### What this task involves
Transcribe the records from the line containing "If you would be so good as to mark the green" onward, up to and including the final line, exactly and without anything else.

(Entries taken from a collection)
⁂

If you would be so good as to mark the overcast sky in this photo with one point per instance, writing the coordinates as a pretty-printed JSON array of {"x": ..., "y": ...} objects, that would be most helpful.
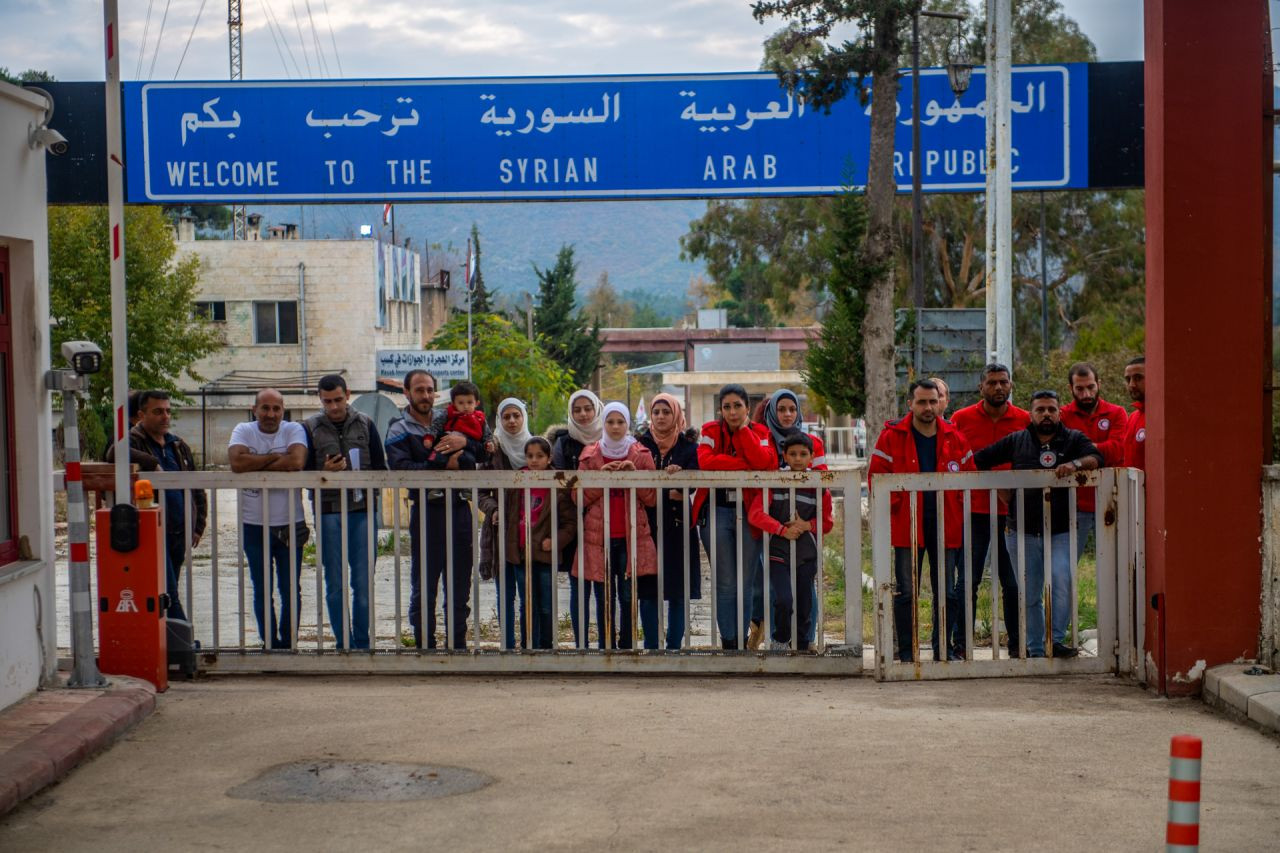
[{"x": 430, "y": 37}]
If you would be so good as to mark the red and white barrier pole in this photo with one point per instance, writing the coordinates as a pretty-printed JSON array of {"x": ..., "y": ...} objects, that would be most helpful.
[{"x": 1182, "y": 833}]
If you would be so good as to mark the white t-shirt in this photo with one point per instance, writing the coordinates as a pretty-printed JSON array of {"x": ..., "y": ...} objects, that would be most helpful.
[{"x": 247, "y": 434}]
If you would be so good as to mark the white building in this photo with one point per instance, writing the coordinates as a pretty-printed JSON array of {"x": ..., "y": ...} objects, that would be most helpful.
[
  {"x": 291, "y": 311},
  {"x": 28, "y": 642}
]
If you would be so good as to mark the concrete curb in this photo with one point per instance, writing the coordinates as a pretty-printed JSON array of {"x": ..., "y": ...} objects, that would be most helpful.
[
  {"x": 50, "y": 755},
  {"x": 1247, "y": 693}
]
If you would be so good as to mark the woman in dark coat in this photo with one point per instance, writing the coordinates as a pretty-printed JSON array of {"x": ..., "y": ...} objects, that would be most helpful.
[{"x": 673, "y": 451}]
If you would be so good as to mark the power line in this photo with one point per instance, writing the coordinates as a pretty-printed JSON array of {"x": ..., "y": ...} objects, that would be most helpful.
[
  {"x": 181, "y": 59},
  {"x": 277, "y": 41},
  {"x": 315, "y": 39},
  {"x": 336, "y": 56},
  {"x": 270, "y": 13},
  {"x": 142, "y": 49},
  {"x": 302, "y": 41},
  {"x": 151, "y": 71}
]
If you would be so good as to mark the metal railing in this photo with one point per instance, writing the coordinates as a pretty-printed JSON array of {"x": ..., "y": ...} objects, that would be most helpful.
[
  {"x": 1115, "y": 576},
  {"x": 216, "y": 588}
]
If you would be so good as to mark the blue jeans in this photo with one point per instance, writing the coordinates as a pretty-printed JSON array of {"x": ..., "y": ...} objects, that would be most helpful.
[
  {"x": 1060, "y": 555},
  {"x": 542, "y": 603},
  {"x": 675, "y": 623},
  {"x": 723, "y": 527},
  {"x": 284, "y": 623},
  {"x": 620, "y": 593},
  {"x": 784, "y": 603},
  {"x": 437, "y": 579},
  {"x": 1004, "y": 570},
  {"x": 357, "y": 561},
  {"x": 944, "y": 585},
  {"x": 581, "y": 632}
]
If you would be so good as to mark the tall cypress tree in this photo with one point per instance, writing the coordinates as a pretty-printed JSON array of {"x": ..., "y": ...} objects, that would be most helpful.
[
  {"x": 563, "y": 331},
  {"x": 480, "y": 301}
]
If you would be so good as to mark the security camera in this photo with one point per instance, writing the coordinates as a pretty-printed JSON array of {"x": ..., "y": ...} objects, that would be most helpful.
[
  {"x": 85, "y": 356},
  {"x": 46, "y": 137}
]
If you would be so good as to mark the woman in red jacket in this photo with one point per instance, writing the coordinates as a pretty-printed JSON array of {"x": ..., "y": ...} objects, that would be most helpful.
[{"x": 732, "y": 443}]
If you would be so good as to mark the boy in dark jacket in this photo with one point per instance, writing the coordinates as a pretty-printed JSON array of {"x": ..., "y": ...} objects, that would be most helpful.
[{"x": 792, "y": 544}]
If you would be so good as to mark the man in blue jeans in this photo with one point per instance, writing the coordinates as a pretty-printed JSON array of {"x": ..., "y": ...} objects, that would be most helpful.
[
  {"x": 1045, "y": 445},
  {"x": 343, "y": 439},
  {"x": 270, "y": 443}
]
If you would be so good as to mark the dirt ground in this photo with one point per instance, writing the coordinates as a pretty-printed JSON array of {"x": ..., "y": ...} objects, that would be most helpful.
[{"x": 668, "y": 763}]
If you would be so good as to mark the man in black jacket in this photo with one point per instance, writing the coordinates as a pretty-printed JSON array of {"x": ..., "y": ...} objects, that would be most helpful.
[
  {"x": 1045, "y": 445},
  {"x": 154, "y": 447}
]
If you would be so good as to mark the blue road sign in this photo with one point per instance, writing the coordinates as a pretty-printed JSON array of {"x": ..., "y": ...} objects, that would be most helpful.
[{"x": 574, "y": 137}]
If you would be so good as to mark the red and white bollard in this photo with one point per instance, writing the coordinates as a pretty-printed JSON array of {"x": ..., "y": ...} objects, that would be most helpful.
[{"x": 1182, "y": 833}]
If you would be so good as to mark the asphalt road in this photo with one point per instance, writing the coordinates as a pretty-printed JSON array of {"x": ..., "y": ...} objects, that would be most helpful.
[{"x": 668, "y": 763}]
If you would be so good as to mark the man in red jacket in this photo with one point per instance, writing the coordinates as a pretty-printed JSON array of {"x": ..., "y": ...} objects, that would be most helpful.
[
  {"x": 1104, "y": 423},
  {"x": 983, "y": 424},
  {"x": 1136, "y": 436},
  {"x": 922, "y": 441}
]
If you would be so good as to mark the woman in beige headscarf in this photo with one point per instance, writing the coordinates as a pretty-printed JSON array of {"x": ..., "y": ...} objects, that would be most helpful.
[{"x": 672, "y": 451}]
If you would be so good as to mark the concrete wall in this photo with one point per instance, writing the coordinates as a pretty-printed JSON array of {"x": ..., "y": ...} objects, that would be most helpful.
[
  {"x": 338, "y": 313},
  {"x": 27, "y": 587}
]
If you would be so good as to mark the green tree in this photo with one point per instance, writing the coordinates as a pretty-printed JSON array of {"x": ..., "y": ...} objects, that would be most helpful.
[
  {"x": 563, "y": 329},
  {"x": 823, "y": 74},
  {"x": 507, "y": 364},
  {"x": 165, "y": 337},
  {"x": 480, "y": 301},
  {"x": 835, "y": 364},
  {"x": 30, "y": 76},
  {"x": 606, "y": 306}
]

⁂

### Result below
If you would be so good as to mark the green tree in this photo with one point per instance, writing the coordinates as a pretty-printed JSON array of {"x": ..., "y": ...} objects, that would be most helpful.
[
  {"x": 563, "y": 329},
  {"x": 823, "y": 74},
  {"x": 507, "y": 364},
  {"x": 165, "y": 337},
  {"x": 480, "y": 301},
  {"x": 835, "y": 364},
  {"x": 30, "y": 76},
  {"x": 606, "y": 306}
]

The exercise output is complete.